= Problem =
Rescale the records from the line with "The locate routine indicates the clipped" through the end, and give only those lines, requests included. Multiply every x and y coordinate by 2.5 and round to whole numbers, with halves rounding up.

= Dataset entries =
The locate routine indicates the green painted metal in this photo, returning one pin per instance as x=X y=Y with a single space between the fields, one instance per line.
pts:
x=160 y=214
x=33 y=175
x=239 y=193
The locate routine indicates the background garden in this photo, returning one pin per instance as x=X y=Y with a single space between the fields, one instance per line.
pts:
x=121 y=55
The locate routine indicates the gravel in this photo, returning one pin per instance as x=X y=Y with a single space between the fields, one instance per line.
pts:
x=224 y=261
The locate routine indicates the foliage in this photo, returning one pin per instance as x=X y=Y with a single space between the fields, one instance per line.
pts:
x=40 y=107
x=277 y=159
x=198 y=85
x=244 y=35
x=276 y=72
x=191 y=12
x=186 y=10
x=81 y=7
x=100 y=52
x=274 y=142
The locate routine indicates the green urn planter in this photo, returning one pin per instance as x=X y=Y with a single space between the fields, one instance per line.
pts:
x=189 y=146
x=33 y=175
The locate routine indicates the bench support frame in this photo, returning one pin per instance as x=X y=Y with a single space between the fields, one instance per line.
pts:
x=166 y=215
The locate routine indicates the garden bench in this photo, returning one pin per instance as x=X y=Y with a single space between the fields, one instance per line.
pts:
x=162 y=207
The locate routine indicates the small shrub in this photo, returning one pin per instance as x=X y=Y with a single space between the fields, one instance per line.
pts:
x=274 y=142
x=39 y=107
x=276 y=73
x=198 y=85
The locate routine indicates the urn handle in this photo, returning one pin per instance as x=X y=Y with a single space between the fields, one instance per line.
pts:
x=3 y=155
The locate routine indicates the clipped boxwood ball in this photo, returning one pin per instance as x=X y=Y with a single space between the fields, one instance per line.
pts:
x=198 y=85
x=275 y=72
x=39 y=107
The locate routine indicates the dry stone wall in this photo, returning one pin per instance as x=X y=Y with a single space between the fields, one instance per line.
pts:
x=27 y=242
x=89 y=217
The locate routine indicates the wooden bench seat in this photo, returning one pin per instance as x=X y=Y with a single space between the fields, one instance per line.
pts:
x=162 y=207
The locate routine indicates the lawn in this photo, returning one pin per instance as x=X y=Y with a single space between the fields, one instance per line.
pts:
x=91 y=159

= Response =
The locate routine indicates the clipped boxwood ball in this photo, returning one pin per instance as x=X y=Y with a single space between the fields, one instance per line.
pts:
x=495 y=213
x=688 y=180
x=98 y=268
The locate routine indicates the dry stone wall in this photo, returning one pin per instance as x=X y=Y with a single space between the fields, one instance per line.
pts:
x=68 y=605
x=223 y=543
The locate routine indicates the wooden bench seat in this photo, returning one pin per instance as x=X y=Y with a single space between the fields, one instance per line.
pts:
x=405 y=518
The locate routine indicates the lawn in this photo, returning one pin per instance as x=X y=Y with a single space between the fields, one instance per line.
pts:
x=228 y=398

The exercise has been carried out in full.